▸ **Source extract**
****************

OpenNMS at Scale

So, yes, the gang from OpenNMS will be at the SCaLE conference this weekend (I will not be there, unfortunately, due to a self-imposed conference hiatus this year). It should be a great time, and we are happy to be a Gold Sponsor.

But this post is not about that. This is about how Horizon 17 and data collection can scale. You can come by the booth at SCaLE and learn more about it, but here is the overview.

When OpenNMS first started, we leveraged the great application RRDTool for storing performance data. When we discovered a java port called JRobin, OpenNMS was modified to support that storage strategy as well.

Using a Round Robin database has a number of advantages. First, it’s compact. Once the file containing the RRD database is created, it never grows. Second, we used RRDTool to also graph the data.

However, there were problems. Many users had a need to store the raw collected data. RRDTool uses consolidation functions to store a time-series average. But the biggest issue was that writing lots of files required really fast hard drives. The more data you wanted to store, the greater your investment in disk arrays. Ultimately, you would hit a wall, which would require you to either reduce your data collection or partition out the data across multiple systems.

No more. With Horizon 17 OpenNMS fully supports a time-series database called Newts. Newts is built on Cassandra, and even a small Cassandra cluster can handle tens of thousands of inserts a second. Need more performance? Just add more nodes. Works across geographically distributed systems as well, so you get built-in high availability (something that was very difficult with RRDTool).

Just before Christmas I got to visit a customer on the Eastern Shore of Maryland. You wouldn’t think that location would be a hotbed of technical excellence, but it is rare that I get to work with such a quick team.

They brought me up for a “Getting to Know You” project. This is a two day engagement where we get to kick the tires on OpenNMS to see if it is a good fit. They had been using Zenoss Core (the free version) and they hit a wall. The features they wanted were all in the “enterprise” paid version and the free version just wouldn’t meet their needs. OpenNMS did, and being truly open source it fit their philosophy (and budget) much better.

This was a fun trip for me because they had already done most of the work. They had OpenNMS installed and monitoring their network, and they just needed me to help out on some interesting use cases.

One of their issues was the need to store a lot of performance data, and since I was eager to play with the Newts integration we decided to test it out.

In order to enable Newts, first you need a Cassandra cluster. It turns out that ScyllaDB works as well (more on that a bit later). If you are looking at the Newts website you can ignore the instructions on installing it as it it built directly into OpenNMS.

****************

▸ **What this exercise asks**
- 1) According to the OpenNMS post, what database is Newts built on?
- 2) Reproduce the passage of the OpenNMS post that begins at the words "They brought me" and stops after "interesting use cases.".
- 3) Decide whether each statement agrees with the OpenNMS post. Answer yes or no for each, and quote the deciding words from the post.
(a) OpenNMS is a Gold Sponsor of the SCaLE conference.
(b) Once created, an RRD database file keeps growing as more data is stored.
(c) The writer will attend SCaLE this weekend.

****************

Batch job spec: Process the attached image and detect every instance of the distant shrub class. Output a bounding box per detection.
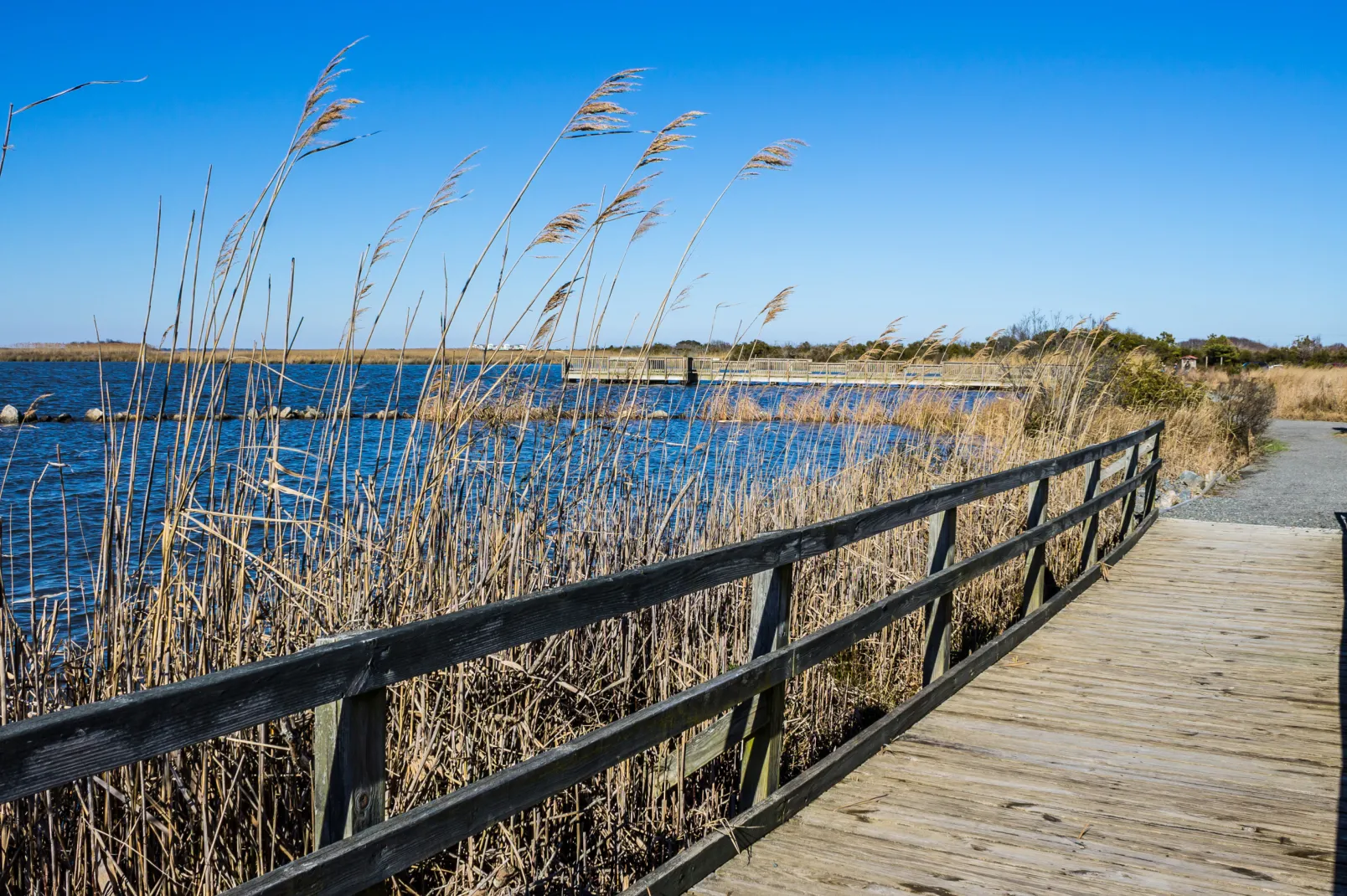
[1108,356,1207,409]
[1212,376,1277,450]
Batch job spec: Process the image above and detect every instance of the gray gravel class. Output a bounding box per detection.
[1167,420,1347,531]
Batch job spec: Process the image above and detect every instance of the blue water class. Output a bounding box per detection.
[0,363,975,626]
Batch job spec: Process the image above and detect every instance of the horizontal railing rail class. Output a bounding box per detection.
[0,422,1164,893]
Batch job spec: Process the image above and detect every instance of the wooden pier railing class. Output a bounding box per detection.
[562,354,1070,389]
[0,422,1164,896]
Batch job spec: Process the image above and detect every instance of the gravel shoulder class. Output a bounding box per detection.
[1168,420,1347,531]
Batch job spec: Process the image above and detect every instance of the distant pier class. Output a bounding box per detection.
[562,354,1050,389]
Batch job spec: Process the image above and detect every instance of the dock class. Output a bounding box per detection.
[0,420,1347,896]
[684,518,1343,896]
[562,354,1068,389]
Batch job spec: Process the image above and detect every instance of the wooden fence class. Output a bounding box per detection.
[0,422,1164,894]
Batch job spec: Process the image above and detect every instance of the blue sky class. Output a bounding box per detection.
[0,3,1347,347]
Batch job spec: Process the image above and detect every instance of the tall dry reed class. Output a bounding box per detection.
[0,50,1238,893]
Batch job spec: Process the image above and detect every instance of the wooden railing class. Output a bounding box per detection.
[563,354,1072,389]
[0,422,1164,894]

****************

▸ **Results**
- 1) Cassandra

- 2)
They brought me up for a “Getting to Know You” project. This is a two day engagement where we get to kick the tires on OpenNMS to see if it is a good fit. They had been using Zenoss Core (the free version) and they hit a wall. The features they wanted were all in the “enterprise” paid version and the free version just wouldn’t meet their needs. OpenNMS did, and being truly open source it fit their philosophy (and budget) much better.

This was a fun trip for me because they had already done most of the work. They had OpenNMS installed and monitoring their network, and they just needed me to help out on some interesting use cases.

- 3)
(a) Yes: "we are happy to be a Gold Sponsor."
(b) No: "Once the file containing the RRD database is created, it never grows."
(c) No: "I will not be there, unfortunately"